TEXT –
───

Today’s paper elaborates on the architecture. 

While borrowing numerous concepts from the crypto world, the chapter is nonetheless dismissive: “Crypto and decentralised finance (DeFi) have offered a glimpse of tokenisation’s promise, but crypto is a flawed system that cannot take on the mantle of the future of money.”

Instead it points to new silos created by numerous banks and others that have launched permissioned tokenization projects. Not only do they need to interoperate, but they also ideally want to use a wholesale CBDC for settlement. The Unified Ledger aims to address both of these. 

“Bringing together central bank money, commercial money, and different assets on the same platform, all tokenised and interacting, opens up a whole new range of possibilities,” said Hyun Song Shin, BIS Head of Research. “This would be a game-changer in how we think about money and how transactions take place.”

In a media briefing, Shin compared the benefits of tokenization to the gains from moving from paper to electronic record keeping.

The BIS recognizes that the current payment methods that separate messaging from clearing and settlement are inefficient, creating the need for reconciliations. Tokenization enables atomic settlement, in which both the asset and payment happen simultaneously. Additionally it acknowledges that tokenization and a unified ledger “opens the way for entirely new types of economic arrangement that are impossible today due to incentive and informational frictions.”

One misconception worth mentioning is a common misunderstanding about deposit tokens. As a consumer or business you won’t be able to hold deposit tokens unless you have a relationship with the bank. If you a receive a payment with a token other than your bank’s token, your bank will quietly switch it for their own deposit tokens. That requires the banks to pay each other and the BIS hopes that payment will use a wholesale CBDC.

Tokenization and smart contracts. Blockchain not so much

The paper consistently references using API’s to interlink networks and ledgers to create a network of networks. Using APIs is an approach seen as a poor fallback in the blockchain world. But the paper does not mention blockchain or DLT other than in a glossary. 

Not even once. 

There are more than a hundred mentions of tokenization. And smart contracts are referred to a handful of times. It is entirely possible to use smart contracts with conventional databases. Digital Asset’s DAML works with a couple of them.

Stepping back, if central banks are involved, these are trusted regulated networks and a unified ledger is considered a new kind of financial market infrastructure. Hence centralization is entirely conceivable. However, there’s still the issue of a lack of trust between the commercial participants, and DLT helps there.

───

WORK TO BE COMPLETED –
In the Unified Ledger text, what does your bank do if you receive a payment in a token other than its own?

PROVIDED DATA –
───

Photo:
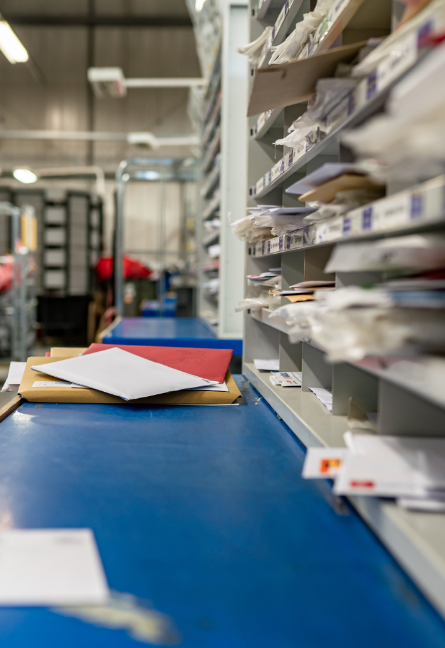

───

REPLY –
It quietly switches it for its own deposit tokens.